EXERCISE:
Identify every line in the data below that contains the word "bird", and copy each of those lines in full.

— BEGIN —

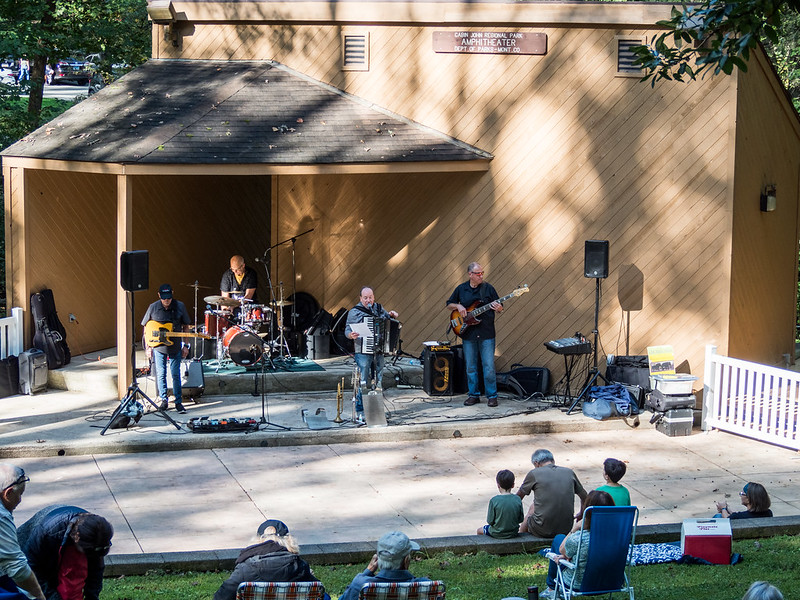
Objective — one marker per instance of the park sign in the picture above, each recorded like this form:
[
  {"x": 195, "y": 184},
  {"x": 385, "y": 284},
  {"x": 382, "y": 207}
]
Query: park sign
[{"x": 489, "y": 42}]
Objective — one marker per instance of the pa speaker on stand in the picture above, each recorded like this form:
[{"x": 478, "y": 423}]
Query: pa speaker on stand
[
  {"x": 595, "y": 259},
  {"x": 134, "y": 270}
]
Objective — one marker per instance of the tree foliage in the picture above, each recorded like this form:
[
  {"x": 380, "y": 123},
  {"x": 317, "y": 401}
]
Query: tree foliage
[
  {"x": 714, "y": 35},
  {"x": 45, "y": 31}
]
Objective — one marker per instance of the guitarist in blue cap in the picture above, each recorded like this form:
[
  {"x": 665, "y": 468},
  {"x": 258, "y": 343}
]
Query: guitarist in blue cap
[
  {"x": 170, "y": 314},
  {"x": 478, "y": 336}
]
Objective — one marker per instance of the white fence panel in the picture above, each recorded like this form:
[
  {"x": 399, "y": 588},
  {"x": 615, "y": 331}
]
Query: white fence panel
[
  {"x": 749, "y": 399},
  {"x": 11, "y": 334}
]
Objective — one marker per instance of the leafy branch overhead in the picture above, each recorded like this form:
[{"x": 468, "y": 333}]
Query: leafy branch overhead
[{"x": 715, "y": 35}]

— END —
— BEGIN —

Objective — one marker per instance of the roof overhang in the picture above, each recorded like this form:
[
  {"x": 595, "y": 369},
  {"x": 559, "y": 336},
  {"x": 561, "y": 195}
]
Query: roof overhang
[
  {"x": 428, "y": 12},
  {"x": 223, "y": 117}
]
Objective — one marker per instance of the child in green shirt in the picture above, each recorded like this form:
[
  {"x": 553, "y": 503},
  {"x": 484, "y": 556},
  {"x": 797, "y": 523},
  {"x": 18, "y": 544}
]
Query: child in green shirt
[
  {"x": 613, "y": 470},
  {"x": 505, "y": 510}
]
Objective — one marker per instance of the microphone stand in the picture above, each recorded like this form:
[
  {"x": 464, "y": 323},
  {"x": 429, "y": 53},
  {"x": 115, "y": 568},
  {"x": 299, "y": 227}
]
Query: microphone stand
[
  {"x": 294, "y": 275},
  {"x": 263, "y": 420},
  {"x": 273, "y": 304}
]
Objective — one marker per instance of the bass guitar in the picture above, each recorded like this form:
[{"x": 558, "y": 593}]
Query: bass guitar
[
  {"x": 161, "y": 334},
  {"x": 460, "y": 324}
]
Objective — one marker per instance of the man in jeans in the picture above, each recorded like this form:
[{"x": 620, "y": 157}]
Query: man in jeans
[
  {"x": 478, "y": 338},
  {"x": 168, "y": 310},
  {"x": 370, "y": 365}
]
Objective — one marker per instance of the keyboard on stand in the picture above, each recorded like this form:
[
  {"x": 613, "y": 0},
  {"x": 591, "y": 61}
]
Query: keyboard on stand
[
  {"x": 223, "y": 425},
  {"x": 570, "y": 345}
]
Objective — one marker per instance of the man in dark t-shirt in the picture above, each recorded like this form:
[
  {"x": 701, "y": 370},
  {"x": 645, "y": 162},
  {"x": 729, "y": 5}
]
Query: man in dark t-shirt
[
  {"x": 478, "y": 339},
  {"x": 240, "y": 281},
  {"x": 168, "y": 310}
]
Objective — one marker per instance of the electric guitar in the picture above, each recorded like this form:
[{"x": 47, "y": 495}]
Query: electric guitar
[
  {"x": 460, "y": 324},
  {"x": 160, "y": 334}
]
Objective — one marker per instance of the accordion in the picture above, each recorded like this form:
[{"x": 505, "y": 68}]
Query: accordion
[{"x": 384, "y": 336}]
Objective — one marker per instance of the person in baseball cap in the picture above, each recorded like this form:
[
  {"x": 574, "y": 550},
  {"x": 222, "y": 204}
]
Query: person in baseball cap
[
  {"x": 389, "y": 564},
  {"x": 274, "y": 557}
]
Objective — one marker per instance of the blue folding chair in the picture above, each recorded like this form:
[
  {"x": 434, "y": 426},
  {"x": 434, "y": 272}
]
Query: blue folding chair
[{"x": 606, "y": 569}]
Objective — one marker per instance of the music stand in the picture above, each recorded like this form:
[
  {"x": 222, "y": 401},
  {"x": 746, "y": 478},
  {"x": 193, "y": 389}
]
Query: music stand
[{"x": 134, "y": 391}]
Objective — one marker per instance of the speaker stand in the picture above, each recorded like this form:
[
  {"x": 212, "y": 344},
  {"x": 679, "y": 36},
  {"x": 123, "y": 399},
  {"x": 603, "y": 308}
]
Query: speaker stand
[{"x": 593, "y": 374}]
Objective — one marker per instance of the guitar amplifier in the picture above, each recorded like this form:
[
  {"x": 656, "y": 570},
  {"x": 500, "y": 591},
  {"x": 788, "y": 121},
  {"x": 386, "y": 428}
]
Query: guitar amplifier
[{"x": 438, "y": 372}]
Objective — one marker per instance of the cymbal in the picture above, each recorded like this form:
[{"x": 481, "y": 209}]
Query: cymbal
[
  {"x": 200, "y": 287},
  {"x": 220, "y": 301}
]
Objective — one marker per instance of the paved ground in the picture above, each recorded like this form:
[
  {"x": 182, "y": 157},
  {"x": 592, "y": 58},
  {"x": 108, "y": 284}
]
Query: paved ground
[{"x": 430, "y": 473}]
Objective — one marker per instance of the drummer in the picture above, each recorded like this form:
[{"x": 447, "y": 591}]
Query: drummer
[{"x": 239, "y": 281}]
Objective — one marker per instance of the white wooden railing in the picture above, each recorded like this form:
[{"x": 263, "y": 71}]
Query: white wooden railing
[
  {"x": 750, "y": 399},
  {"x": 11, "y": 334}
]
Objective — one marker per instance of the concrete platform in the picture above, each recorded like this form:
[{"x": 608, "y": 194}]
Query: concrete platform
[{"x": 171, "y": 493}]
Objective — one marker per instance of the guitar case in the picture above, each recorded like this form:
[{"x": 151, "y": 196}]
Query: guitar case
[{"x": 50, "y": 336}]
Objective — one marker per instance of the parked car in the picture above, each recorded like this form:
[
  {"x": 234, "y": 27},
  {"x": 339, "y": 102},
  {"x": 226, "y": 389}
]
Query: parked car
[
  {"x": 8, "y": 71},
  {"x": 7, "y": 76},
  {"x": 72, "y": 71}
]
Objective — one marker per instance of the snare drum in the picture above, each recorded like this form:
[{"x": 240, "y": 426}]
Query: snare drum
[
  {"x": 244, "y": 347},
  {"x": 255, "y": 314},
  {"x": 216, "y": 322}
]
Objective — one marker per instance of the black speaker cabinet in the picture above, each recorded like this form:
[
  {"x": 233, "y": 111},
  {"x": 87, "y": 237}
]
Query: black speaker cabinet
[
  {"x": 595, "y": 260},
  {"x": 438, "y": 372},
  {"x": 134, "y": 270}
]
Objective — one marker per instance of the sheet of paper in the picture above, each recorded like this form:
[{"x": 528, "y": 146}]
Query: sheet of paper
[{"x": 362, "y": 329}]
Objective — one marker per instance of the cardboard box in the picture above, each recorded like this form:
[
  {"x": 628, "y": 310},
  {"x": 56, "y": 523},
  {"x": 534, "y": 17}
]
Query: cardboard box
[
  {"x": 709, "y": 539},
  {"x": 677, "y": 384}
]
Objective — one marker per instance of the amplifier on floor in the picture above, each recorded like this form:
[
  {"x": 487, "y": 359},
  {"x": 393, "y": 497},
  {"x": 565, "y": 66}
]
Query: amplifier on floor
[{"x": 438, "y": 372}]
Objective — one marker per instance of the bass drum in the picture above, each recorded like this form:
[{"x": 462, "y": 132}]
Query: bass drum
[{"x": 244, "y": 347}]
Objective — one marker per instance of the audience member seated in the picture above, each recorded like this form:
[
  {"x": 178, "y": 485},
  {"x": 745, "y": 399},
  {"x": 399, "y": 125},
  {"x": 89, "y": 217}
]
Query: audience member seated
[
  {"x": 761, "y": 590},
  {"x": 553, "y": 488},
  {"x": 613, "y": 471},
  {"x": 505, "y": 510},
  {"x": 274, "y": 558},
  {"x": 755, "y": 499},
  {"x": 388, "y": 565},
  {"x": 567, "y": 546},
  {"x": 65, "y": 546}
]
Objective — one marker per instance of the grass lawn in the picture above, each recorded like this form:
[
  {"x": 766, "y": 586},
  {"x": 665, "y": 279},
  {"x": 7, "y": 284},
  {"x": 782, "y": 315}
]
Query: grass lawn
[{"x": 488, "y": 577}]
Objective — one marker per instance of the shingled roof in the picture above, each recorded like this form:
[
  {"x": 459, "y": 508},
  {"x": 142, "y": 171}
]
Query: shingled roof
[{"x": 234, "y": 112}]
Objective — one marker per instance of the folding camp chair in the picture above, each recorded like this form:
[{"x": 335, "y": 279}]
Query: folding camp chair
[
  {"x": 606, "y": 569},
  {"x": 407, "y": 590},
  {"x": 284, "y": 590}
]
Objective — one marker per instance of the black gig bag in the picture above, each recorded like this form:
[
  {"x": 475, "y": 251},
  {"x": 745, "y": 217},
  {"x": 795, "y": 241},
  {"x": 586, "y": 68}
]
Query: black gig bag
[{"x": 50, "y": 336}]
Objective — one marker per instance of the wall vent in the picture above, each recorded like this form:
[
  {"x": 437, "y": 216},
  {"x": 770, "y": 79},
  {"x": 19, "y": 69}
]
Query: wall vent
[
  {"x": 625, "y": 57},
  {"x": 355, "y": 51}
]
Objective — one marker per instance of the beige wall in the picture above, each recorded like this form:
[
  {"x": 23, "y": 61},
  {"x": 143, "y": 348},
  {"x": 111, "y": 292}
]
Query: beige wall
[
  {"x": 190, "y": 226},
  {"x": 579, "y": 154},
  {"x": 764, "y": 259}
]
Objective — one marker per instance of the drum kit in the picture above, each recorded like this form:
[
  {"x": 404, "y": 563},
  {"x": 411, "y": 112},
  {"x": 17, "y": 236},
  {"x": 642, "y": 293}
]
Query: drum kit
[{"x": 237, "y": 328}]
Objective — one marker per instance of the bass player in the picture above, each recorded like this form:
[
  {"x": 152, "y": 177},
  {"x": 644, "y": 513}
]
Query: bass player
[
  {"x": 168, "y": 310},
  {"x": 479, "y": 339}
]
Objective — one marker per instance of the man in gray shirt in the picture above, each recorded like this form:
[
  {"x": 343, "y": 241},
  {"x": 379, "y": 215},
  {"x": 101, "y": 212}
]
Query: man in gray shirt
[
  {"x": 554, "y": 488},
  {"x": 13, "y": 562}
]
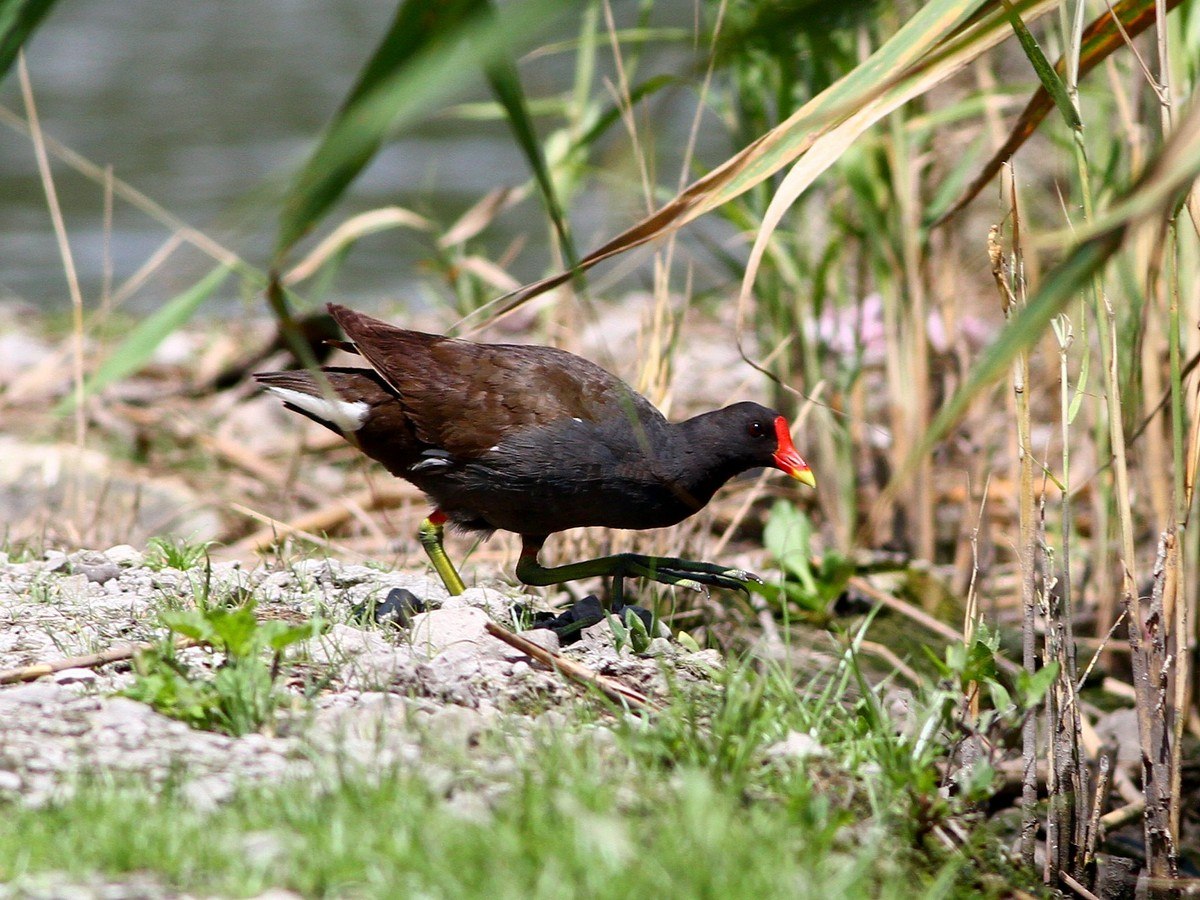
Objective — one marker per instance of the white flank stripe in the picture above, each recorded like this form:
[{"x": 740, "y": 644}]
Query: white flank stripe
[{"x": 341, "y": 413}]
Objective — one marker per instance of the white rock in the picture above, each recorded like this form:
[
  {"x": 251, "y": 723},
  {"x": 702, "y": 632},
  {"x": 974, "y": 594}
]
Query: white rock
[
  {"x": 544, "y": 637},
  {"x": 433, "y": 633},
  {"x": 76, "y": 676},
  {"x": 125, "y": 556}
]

— END —
— BEGIN —

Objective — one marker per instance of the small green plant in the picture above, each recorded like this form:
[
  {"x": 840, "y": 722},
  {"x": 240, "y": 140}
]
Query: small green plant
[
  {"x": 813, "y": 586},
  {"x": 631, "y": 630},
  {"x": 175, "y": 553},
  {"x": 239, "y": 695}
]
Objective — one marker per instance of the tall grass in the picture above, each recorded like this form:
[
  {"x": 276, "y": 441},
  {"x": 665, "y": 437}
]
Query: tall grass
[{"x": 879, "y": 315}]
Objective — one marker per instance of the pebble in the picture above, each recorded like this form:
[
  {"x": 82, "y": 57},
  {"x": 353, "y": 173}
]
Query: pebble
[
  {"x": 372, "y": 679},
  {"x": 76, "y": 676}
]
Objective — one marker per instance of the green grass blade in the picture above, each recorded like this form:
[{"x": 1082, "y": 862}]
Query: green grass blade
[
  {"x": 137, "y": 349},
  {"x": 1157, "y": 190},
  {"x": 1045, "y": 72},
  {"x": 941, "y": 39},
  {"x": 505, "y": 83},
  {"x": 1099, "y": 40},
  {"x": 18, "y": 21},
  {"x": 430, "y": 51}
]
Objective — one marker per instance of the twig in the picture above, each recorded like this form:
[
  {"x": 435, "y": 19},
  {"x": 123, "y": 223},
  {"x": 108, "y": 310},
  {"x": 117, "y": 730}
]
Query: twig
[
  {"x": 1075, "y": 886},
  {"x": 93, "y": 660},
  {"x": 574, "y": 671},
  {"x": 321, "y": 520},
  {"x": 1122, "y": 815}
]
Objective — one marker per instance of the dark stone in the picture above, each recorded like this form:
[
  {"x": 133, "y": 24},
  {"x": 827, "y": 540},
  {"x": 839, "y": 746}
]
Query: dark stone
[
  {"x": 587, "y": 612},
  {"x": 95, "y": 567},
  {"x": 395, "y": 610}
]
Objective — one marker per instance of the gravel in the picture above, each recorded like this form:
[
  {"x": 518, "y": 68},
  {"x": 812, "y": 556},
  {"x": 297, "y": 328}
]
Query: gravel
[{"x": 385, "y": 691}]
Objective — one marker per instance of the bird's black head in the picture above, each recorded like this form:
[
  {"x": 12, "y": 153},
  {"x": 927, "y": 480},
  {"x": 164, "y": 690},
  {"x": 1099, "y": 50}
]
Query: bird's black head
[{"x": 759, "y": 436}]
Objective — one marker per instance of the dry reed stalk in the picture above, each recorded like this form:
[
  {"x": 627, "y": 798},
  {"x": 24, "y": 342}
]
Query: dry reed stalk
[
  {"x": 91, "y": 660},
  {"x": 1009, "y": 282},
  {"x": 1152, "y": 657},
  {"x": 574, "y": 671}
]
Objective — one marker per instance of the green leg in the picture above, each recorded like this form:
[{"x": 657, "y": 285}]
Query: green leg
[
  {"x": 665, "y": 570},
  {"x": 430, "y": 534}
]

— END —

EXERCISE RESULT:
Objective — one marker per instance of the bird's black head in the picture above, each recorded like this form:
Query: bird's black head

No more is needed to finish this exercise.